* [HOW TO COMPLETE THIS TASK] When you write out the listing below, keep each word exactly as it stands and drop the pictures.
[SUPPLIED MATERIAL]
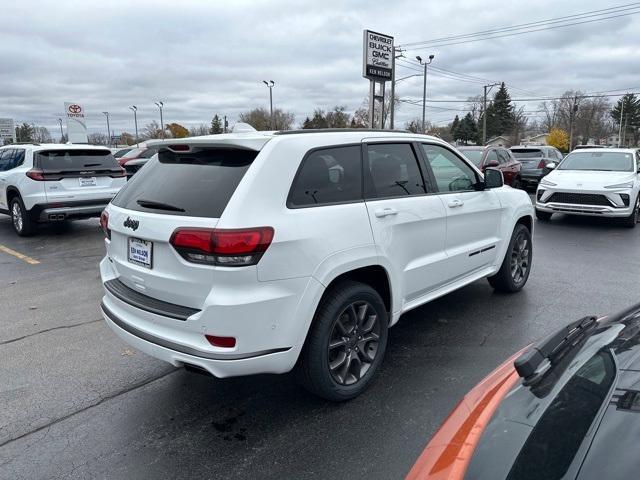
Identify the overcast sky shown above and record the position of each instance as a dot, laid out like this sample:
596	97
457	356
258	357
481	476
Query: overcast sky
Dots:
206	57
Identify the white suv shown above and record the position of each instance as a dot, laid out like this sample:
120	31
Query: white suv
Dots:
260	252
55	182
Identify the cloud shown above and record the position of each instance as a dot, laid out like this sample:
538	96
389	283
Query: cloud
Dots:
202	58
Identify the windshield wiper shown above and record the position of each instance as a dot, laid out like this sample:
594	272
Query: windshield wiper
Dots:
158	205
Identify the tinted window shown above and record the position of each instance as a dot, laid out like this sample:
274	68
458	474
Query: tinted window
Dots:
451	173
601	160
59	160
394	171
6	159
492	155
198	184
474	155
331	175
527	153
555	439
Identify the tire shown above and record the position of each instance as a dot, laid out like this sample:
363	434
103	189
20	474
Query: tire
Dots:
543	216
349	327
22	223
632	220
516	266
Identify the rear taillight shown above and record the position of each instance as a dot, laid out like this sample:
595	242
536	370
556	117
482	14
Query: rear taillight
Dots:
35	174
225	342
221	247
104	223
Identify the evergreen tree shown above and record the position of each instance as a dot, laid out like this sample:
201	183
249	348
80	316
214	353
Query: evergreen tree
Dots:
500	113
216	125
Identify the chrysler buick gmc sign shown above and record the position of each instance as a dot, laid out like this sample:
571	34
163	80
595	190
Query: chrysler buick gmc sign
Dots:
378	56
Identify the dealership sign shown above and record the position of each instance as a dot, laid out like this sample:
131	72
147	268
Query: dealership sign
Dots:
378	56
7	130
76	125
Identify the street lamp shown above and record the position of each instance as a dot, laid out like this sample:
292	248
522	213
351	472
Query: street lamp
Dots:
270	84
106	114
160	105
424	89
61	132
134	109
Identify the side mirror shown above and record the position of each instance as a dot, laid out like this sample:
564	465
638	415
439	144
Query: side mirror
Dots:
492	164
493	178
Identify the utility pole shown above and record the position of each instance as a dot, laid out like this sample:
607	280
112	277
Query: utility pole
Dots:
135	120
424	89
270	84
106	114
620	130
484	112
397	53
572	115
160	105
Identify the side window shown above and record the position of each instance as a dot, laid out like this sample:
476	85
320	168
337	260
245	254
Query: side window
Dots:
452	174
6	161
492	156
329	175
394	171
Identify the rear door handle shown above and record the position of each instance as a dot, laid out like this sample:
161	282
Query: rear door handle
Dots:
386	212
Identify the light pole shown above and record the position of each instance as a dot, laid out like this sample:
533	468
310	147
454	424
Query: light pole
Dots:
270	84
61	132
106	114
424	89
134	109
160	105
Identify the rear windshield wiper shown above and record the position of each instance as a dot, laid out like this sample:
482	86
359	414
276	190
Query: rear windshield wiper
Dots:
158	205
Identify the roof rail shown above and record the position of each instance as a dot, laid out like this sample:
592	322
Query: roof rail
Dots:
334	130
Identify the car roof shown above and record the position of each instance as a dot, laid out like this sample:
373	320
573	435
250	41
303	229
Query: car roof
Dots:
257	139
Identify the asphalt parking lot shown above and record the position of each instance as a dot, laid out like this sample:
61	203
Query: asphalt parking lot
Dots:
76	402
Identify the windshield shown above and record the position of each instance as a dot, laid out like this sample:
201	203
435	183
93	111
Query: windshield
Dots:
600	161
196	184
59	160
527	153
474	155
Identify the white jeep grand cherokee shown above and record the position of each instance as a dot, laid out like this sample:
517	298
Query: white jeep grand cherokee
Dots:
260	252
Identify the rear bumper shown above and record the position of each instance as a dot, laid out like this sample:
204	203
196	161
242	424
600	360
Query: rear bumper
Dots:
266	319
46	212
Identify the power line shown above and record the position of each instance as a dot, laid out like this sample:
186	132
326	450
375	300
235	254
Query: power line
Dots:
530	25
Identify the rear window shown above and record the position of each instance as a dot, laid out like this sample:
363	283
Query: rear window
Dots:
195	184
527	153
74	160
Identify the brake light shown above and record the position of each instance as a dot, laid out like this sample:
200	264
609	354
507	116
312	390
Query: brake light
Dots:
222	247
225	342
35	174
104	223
[/SUPPLIED MATERIAL]
* [RESPONSE AREA]
Identify the overcast sky shown above and record the position of each instance as a dot, laid out like this sample:
596	97
457	356
258	357
481	476
Query: overcast sky
Dots:
206	57
Identify the white suv shown above and record the position of each instance as a dot, laid out like this sample:
120	31
Query: white suv
Dots:
260	252
55	182
Identify the cloud shown above and record the position of each instance as a dot, laid out like this sample:
538	96
389	283
Query: cloud
Dots:
202	58
Identify the windshield wiper shown above and record the position of each instance as a dot, laid out like this sample:
594	272
Query: windshield wiper
Dots:
158	205
Identify the tinted window shown above and record the position of each instance as a dot, laid out like this sample:
274	68
458	474
Query: tinted window
Dots:
451	173
601	160
59	160
394	171
6	159
492	155
198	184
474	155
331	175
527	153
555	439
Identify the tire shown above and record the position of each instance as a dot, laid out like this sample:
363	434
103	189
20	474
Query: tire
Dots:
543	216
349	327
22	223
632	220
516	266
Identify the rear taillight shown above and record the position of each instance as a dot, laid out like this sample:
595	242
536	370
556	117
482	14
Query: rear taillight
Dots:
35	174
225	342
221	247
104	223
Identify the evergreen tree shown above and record the position of each instance as a dot, laid out like this sample:
201	183
249	348
80	316
214	353
Query: evergreen tree
Dots:
500	113
216	125
Identify the chrysler buick gmc sign shown above and record the position of each instance as a dot, laid out like this sample:
571	34
163	80
595	190
Query: chrysler buick gmc sign
Dots:
378	56
Identify the dealership sign shown above and record the position of each instance as a dot, laid out like this sample:
131	72
147	268
Query: dealership sign
Dots:
378	56
7	130
76	125
Identify the street lamp shown above and record the position of each instance as a dot, laid out like this sample:
292	248
522	213
351	472
Query: street lamp
Dots:
270	84
106	114
160	105
424	89
61	132
134	109
Identify the side mirror shown above and record the position of each instance as a dot, laid out like this sample:
564	465
638	415
439	144
Query: side mirror
Dots:
492	164
493	178
Identify the utility pole shown above and record the position of each instance as a dot, laid out like this sample:
607	280
112	277
Query: utility pole
Dots:
135	120
424	89
270	84
106	114
620	130
484	112
397	53
572	115
160	105
Identify the side window shown above and record the position of each instance as a dot, laid out like this sample:
476	85
320	168
337	260
245	254
Query: side window
Dots:
452	174
6	161
492	156
329	175
394	171
Identify the rear door handle shown above and record the position of each instance as a dot, laid out like this sample:
161	282
Query: rear door handle
Dots:
386	212
Identify the light pole shown above and record the position of each instance as a dot, laid out like this sample:
533	468
310	147
454	424
Query: light pole
Dots:
270	84
61	132
106	114
424	89
134	109
160	105
Identify the rear windshield wiper shown above and record the position of each instance as a dot, laid out like this sample:
482	86
359	414
276	190
Query: rear windshield wiper
Dots:
158	205
Identify the roof rail shown above and record the position of each instance as a dot, laid out like this sample:
592	322
Query: roof rail
Dots:
334	130
Identify the car roof shown above and record the position of each instance as a dot, laid out like this sample:
373	320
573	435
250	41
303	229
Query: car roof
Dots:
257	139
Identify the asphalt parking lot shown above and record the position of each instance as a dot, laid out like this sample:
61	203
Query: asphalt parking lot
Dots:
76	402
Identify the windshield shown above and record the position of each instance as a dot, laid out like this sample:
201	203
435	183
93	111
Query: windshield
Dots:
600	161
196	184
59	160
527	153
474	155
Identify the white jeep grand cherokee shown above and record the position of each instance as a dot, laid out like this sample:
517	298
Query: white jeep grand cherokee
Dots:
260	252
Identify the rear bumper shown above and record the position of each instance as a dot, laid out like this sample:
204	203
196	161
242	424
600	360
Query: rear bumper
Dots:
266	319
46	212
Identify the power line shown above and record the position of each instance as a dot, laid out like this sample:
186	132
326	450
375	300
235	254
Query: power line
Dots:
530	25
Identify the rear window shown above and record the position of each instance as a dot, laid out like this sample:
363	283
Query: rear window
Dots:
195	184
527	153
74	160
Identify the brake light shown above and record the position of each instance as a dot, laid out like this sample:
200	264
609	354
507	116
312	390
Query: brake light
Dots:
222	247
225	342
35	174
104	223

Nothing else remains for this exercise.